* **Data for processing**
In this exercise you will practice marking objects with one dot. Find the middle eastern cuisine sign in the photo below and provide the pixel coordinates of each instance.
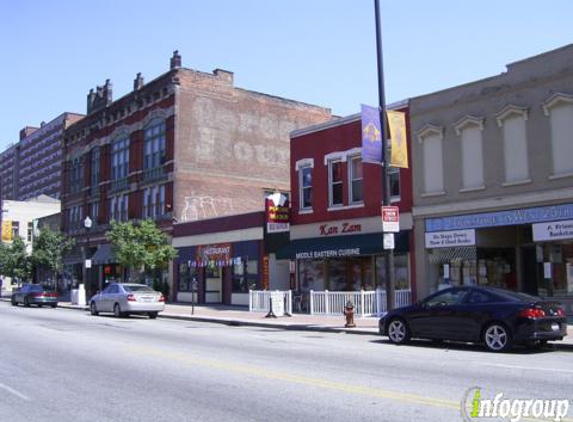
(278, 215)
(332, 253)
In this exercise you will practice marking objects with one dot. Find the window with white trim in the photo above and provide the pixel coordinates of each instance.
(356, 184)
(433, 164)
(118, 207)
(154, 145)
(305, 187)
(560, 112)
(154, 201)
(335, 183)
(394, 176)
(120, 159)
(472, 157)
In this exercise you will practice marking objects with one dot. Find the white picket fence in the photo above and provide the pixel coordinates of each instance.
(366, 303)
(260, 300)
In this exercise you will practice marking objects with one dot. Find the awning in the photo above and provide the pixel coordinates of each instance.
(341, 246)
(103, 255)
(74, 257)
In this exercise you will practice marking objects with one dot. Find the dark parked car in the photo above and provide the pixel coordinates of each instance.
(498, 318)
(35, 294)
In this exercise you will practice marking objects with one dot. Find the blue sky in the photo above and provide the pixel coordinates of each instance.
(317, 51)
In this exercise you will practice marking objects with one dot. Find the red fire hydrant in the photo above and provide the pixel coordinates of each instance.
(349, 315)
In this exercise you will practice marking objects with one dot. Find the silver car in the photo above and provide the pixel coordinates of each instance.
(126, 298)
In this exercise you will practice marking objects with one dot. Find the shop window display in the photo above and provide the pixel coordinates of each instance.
(401, 272)
(245, 275)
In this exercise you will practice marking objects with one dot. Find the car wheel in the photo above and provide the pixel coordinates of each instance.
(497, 337)
(398, 331)
(117, 311)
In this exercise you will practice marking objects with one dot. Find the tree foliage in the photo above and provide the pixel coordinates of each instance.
(140, 247)
(50, 247)
(15, 261)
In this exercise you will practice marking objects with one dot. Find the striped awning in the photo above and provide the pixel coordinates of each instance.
(449, 255)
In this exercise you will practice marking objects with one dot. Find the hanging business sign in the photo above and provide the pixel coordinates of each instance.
(371, 135)
(390, 219)
(277, 213)
(451, 239)
(543, 232)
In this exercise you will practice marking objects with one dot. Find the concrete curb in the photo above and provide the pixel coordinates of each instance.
(277, 326)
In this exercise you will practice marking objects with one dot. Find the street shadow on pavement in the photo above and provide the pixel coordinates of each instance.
(446, 346)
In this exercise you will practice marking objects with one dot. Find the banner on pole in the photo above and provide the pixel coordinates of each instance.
(399, 146)
(371, 135)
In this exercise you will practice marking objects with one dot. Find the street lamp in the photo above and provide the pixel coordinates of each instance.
(88, 264)
(388, 253)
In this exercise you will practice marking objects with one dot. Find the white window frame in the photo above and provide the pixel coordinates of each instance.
(330, 167)
(352, 179)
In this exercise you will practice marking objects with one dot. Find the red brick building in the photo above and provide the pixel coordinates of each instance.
(186, 146)
(336, 227)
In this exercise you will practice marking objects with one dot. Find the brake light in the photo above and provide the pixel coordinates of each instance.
(532, 313)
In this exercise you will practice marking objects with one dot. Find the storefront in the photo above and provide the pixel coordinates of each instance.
(348, 263)
(528, 250)
(219, 273)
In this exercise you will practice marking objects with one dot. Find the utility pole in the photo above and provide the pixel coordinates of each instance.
(388, 253)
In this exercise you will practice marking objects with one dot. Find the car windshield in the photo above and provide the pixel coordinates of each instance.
(137, 288)
(514, 296)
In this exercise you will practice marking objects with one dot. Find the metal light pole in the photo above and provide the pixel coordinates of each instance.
(88, 264)
(388, 253)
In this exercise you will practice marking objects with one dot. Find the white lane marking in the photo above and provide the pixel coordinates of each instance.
(16, 393)
(503, 365)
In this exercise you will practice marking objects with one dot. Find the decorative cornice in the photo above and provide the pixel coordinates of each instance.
(429, 130)
(555, 100)
(468, 120)
(511, 110)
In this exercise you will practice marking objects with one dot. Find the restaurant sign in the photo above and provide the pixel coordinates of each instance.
(277, 213)
(553, 231)
(451, 239)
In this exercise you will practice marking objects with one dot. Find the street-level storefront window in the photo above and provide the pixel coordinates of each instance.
(559, 256)
(245, 275)
(311, 275)
(353, 274)
(401, 272)
(186, 276)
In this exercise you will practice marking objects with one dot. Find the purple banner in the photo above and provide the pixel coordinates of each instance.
(371, 135)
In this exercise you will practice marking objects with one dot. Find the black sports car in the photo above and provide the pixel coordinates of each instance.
(498, 318)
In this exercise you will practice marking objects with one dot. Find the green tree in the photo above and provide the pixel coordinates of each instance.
(142, 248)
(50, 247)
(16, 262)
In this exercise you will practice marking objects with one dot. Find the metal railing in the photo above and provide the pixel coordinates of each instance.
(366, 303)
(260, 300)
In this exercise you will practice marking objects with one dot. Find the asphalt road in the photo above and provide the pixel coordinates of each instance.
(65, 365)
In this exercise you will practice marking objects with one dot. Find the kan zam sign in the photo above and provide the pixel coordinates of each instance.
(452, 238)
(339, 228)
(553, 231)
(332, 253)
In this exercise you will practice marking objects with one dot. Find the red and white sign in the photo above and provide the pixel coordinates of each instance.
(390, 219)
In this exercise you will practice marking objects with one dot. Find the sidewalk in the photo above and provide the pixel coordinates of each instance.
(240, 316)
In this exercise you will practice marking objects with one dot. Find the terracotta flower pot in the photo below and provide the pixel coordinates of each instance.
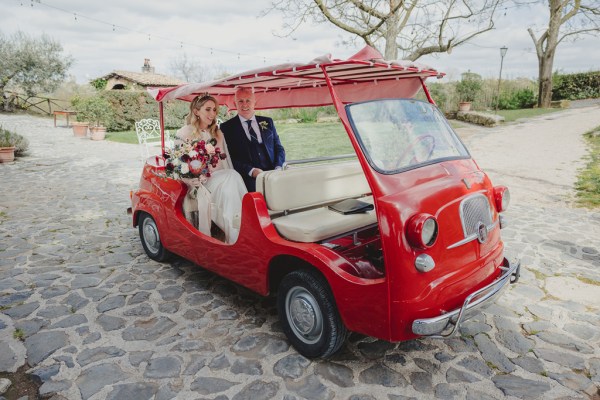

* **Given task**
Write out the records again, from the line with "the metal railing" through the end of the records, requests included, and raise every coordinate in the answers by 12. Leave the pictures out.

* **Full response**
In this exercise you will practice marking objects with one dot. Find the metal railing in the photo above and provide the pixel coordinates of each instance.
(378, 315)
(272, 312)
In this exercise you will practice marking objects with one dot. Find the asphalt road in the photo above and provide the pixel coordinates of each instance.
(77, 377)
In this exercise you will practice marking objects with one dot. Find the kan zam sign in the photo above and provide the pixel coordinates of each instance.
(464, 250)
(351, 240)
(565, 243)
(344, 265)
In this exercise you will practice marking objects with one dot. Find the red and white sign in the photo above and provide the pixel coordinates of each instance.
(402, 231)
In this exercise you will practice marking objects with one dot. Find the sidewalk in the photo above and provide the pixel coordinates of each instance.
(252, 328)
In this exercise you will practice marking objects with one dot. Find the terracotta flower pot in the photo below and provide the pixel coordinates of each instance.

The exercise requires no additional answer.